==== Data section
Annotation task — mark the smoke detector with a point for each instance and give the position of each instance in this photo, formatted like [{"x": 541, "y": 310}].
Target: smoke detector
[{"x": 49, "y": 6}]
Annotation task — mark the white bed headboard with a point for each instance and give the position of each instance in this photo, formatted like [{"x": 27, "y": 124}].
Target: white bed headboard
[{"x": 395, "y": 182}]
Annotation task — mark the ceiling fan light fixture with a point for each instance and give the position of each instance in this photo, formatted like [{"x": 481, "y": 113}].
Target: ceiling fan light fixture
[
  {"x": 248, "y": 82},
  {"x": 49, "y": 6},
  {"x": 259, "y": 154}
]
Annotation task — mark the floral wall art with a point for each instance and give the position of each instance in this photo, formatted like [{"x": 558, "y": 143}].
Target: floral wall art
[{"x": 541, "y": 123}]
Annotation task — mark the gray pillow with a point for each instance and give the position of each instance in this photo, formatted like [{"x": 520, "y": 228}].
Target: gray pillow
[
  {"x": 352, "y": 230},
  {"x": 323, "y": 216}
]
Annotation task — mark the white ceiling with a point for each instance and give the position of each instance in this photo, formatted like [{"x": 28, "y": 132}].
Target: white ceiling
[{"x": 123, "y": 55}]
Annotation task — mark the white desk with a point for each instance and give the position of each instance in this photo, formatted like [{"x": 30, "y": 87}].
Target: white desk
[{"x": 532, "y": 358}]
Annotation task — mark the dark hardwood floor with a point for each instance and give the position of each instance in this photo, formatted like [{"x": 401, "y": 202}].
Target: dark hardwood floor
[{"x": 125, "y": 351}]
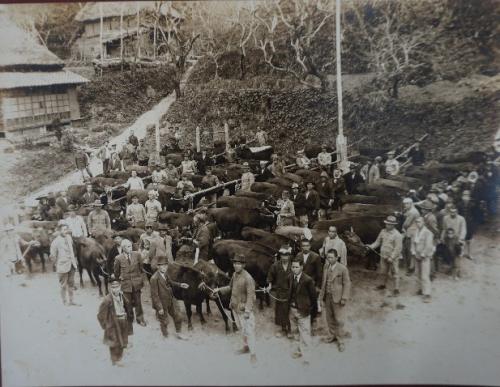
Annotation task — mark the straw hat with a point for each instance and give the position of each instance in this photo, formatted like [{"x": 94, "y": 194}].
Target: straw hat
[{"x": 391, "y": 220}]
========
What this task involves: Print every one of the records above word for word, from first to last, and leave the pictures out of your copy.

Full response:
Annotation task — mark the smoke detector with a point for each instance and give the position of each instance in this photo, formatted like [{"x": 541, "y": 310}].
Target: smoke detector
[{"x": 49, "y": 6}]
Annotation task — mark the white bed headboard with a point for each instance and give the position of each instance in this photo, formatted like [{"x": 27, "y": 124}].
Target: white bed headboard
[{"x": 395, "y": 182}]
Annotation task — mark the ceiling fan light fixture with a point for each instance and give the position of each instance in this photo, formatted like [{"x": 481, "y": 113}].
Target: ceiling fan light fixture
[
  {"x": 248, "y": 82},
  {"x": 49, "y": 6},
  {"x": 259, "y": 154}
]
Annotation task — mark the floral wall art with a point for each instance and give the position of each instance in this photo, formatted like [{"x": 558, "y": 143}].
Target: floral wall art
[{"x": 541, "y": 123}]
Annotation task — mark the gray pillow with a point for each instance and give the position of each instance in this photo, formatted like [{"x": 520, "y": 228}].
Target: gray pillow
[
  {"x": 352, "y": 230},
  {"x": 323, "y": 216}
]
Annotation task — mark the white ceiling with a point for each instance and give the position of each instance in this photo, formatted like [{"x": 28, "y": 132}].
Target: white ceiling
[{"x": 123, "y": 55}]
Annotation task — mark the white desk with a point for each instance and give the position of each instance in this photo, formatted like [{"x": 30, "y": 87}].
Target: white desk
[{"x": 532, "y": 358}]
Annotation task — mark the dark hardwood floor with a point for each instance and give the position of each instance in this photo, formatted like [{"x": 401, "y": 202}].
Target: dark hardwood floor
[{"x": 125, "y": 351}]
Annotation task — mark the straw hat with a point for each instance and give the position of each instance in this photo, formatted like [{"x": 94, "y": 194}].
Target: straw hat
[{"x": 391, "y": 220}]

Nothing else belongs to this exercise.